PROBLEM TO SOLVE:
Searching the material below, find each line that includes the word "hanger", and copy it.

───── EXERCISE MATERIALS ─────

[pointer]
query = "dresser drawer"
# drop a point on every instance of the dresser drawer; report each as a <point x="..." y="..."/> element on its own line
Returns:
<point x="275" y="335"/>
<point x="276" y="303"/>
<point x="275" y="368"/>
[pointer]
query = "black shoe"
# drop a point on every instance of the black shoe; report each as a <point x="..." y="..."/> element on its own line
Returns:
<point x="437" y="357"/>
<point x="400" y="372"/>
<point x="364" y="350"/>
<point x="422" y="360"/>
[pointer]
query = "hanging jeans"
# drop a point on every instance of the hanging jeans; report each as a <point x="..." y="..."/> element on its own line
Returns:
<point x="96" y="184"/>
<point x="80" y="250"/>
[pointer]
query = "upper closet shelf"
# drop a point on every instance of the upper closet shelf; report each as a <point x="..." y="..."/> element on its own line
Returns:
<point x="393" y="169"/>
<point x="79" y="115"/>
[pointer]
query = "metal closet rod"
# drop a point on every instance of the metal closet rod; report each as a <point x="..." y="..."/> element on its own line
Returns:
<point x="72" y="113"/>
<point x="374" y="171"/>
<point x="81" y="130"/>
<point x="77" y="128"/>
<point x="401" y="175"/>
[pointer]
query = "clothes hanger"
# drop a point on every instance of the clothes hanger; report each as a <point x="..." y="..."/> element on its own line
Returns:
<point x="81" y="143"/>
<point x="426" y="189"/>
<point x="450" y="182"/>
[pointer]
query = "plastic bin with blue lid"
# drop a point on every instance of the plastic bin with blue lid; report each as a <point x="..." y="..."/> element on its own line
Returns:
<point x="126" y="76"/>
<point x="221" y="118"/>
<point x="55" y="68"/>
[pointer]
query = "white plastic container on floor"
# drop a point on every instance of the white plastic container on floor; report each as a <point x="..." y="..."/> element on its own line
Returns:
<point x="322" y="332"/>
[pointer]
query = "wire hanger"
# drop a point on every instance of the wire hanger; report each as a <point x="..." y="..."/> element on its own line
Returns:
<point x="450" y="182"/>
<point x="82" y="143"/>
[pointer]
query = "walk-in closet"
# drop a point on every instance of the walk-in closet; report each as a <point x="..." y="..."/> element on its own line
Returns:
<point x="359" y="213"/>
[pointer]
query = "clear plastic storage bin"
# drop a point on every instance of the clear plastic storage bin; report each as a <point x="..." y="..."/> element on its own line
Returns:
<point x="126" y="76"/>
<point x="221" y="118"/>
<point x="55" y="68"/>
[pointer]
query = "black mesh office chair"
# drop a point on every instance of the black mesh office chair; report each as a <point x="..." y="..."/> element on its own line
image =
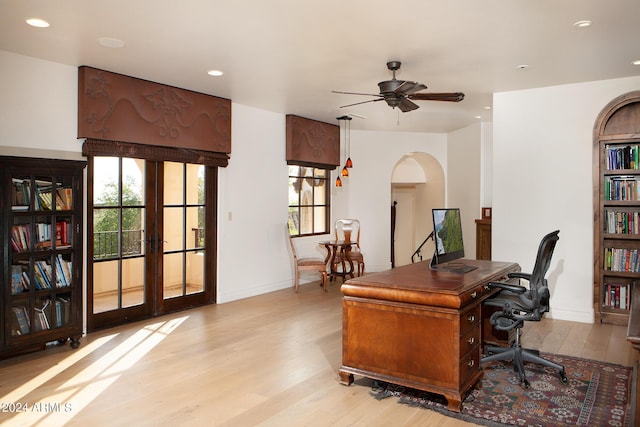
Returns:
<point x="519" y="304"/>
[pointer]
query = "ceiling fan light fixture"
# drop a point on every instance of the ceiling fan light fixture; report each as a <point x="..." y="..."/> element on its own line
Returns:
<point x="37" y="22"/>
<point x="585" y="23"/>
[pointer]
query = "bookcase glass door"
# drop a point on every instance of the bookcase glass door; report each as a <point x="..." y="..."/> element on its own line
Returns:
<point x="41" y="252"/>
<point x="148" y="238"/>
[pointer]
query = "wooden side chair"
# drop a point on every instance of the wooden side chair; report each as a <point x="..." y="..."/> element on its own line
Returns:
<point x="349" y="230"/>
<point x="306" y="264"/>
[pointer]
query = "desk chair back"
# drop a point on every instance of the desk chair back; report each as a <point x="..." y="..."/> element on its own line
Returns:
<point x="516" y="304"/>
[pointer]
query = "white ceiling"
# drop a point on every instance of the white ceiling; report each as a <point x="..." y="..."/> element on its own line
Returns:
<point x="287" y="56"/>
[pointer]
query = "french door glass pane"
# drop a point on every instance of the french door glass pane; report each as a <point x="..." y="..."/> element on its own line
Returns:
<point x="105" y="286"/>
<point x="173" y="229"/>
<point x="195" y="184"/>
<point x="319" y="219"/>
<point x="183" y="229"/>
<point x="306" y="220"/>
<point x="106" y="181"/>
<point x="172" y="275"/>
<point x="132" y="182"/>
<point x="195" y="228"/>
<point x="173" y="183"/>
<point x="118" y="233"/>
<point x="195" y="272"/>
<point x="133" y="282"/>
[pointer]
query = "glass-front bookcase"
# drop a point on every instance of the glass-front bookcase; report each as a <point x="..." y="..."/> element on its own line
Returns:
<point x="42" y="256"/>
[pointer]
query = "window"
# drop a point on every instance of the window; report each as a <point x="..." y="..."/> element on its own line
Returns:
<point x="308" y="200"/>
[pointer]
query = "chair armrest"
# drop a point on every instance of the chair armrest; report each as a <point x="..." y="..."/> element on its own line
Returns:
<point x="519" y="275"/>
<point x="516" y="289"/>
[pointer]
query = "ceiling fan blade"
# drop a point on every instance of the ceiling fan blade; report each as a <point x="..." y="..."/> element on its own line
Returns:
<point x="443" y="96"/>
<point x="356" y="93"/>
<point x="408" y="87"/>
<point x="406" y="105"/>
<point x="363" y="102"/>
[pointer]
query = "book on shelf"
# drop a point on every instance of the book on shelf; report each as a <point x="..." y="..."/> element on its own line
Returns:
<point x="64" y="198"/>
<point x="18" y="282"/>
<point x="617" y="295"/>
<point x="621" y="222"/>
<point x="20" y="238"/>
<point x="622" y="157"/>
<point x="63" y="311"/>
<point x="42" y="275"/>
<point x="41" y="321"/>
<point x="621" y="260"/>
<point x="621" y="188"/>
<point x="63" y="272"/>
<point x="21" y="322"/>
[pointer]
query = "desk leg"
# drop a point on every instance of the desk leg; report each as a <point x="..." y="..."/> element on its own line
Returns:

─────

ANSWER TO THIS EXERCISE:
query = "clothes hanger"
# drop a point on every instance of the clothes hanger; report each as a <point x="..." y="..."/> element on its own line
query = "wire hanger"
# drop a point on every instance of the wire hanger; report each as a <point x="..." y="..."/> element on its own line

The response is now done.